+++ Extrait fourni
JEAN-PIERRE FARANDOU
Ça s'appelle les compromis, c'est ça, ça ne vous a pas échappé, il n'y a pas de majorité à l'Assemblée nationale, il n'y a pas de 49.3 non plus, le Premier ministre n'a pas souhaité utiliser cet instrument, donc c'est le débat parlementaire, c'est les petits pas, c'est les compromis. Un compromis, par définition, c'est lâcher votre position de départ et faire un pas vers l'autre, et réciproquement.

BENJAMIN DUHAMEL
Mais il se trompe, Édouard PHILIPPE, quand il dit "Nous avons un texte qui ne prépare pas l'avenir de nos enfants" ? Ce n'est pas facile de répondre à cette question.

JEAN-PIERRE FARANDOU
Alors, après, ce budget de la sécurité social… Non, mais si, on y répond. On ne peut pas, dans un budget qui se prépare au dernier moment, faire des grandes réformes. Ça, ce n'est pas possible, d'autant plus que les conditions politiques ne s'y prêtent pas. Mais si, Édouard PHILIPPE, que j'estime beaucoup, d'ailleurs, vous savez, c'est grâce à lui que j'ai été président de la SNCF, il a proposé mon nom, au le président de la République, donc, vous voyez, j'ai la plus grande estime pour Édouard PHILIPPE, qui est homme d'État, à coup sûr, il faut des réformes, et les réformes, d'ailleurs, on les a engagées. Vous savez qu'on a lancé une conférence "Travail, emploi, retraite" pour s'occuper des retraites. Peut-être qu'il faudra s'occuper de la sécurité sociale aussi, mais ça, c'est dans le deuxième temps. D'abord, il faut passer ce budget très vite, donner un budget à la sécurité sociale pour les Français.
++++++
+++ Liste des données
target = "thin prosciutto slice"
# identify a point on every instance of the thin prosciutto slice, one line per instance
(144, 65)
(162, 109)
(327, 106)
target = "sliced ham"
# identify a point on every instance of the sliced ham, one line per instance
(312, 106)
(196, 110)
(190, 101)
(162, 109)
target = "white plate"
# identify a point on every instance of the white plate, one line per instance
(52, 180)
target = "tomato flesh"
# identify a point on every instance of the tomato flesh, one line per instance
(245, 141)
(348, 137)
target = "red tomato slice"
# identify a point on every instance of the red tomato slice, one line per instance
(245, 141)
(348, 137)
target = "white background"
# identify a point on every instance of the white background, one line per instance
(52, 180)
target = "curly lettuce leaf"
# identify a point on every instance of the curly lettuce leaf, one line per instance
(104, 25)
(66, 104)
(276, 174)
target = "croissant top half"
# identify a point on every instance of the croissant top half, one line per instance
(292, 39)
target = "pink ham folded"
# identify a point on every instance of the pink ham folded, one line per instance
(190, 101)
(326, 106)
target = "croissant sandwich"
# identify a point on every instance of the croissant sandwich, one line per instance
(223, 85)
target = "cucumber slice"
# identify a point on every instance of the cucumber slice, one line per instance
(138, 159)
++++++
Travail à faire
[1] Recopiez tel quel, dans l'extrait, tout ce qui va de « BENJAMIN DUHAMEL » jusqu'à « à cette question. ».
[2] Résumez l'extrait en deux phrases.
Ces données n'ont aucun rapport avec l'extrait.

Réponses par tâche
[1]
BENJAMIN DUHAMEL
Mais il se trompe, Édouard PHILIPPE, quand il dit "Nous avons un texte qui ne prépare pas l'avenir de nos enfants" ? Ce n'est pas facile de répondre à cette question.

[2] Jean-Pierre Farandou explique que, faute de majorité à l'Assemblée nationale et sans recours au 49.3, on passe par le débat parlementaire, les petits pas et les compromis. Face à la critique d'Édouard Philippe, selon qui le texte ne prépare pas l'avenir des enfants, il répond qu'un budget préparé au dernier moment ne permet pas de grandes réformes, que des réformes ont pourtant été engagées avec la conférence « Travail, emploi, retraite » et qu'il faut d'abord adopter très vite ce budget de la sécurité sociale.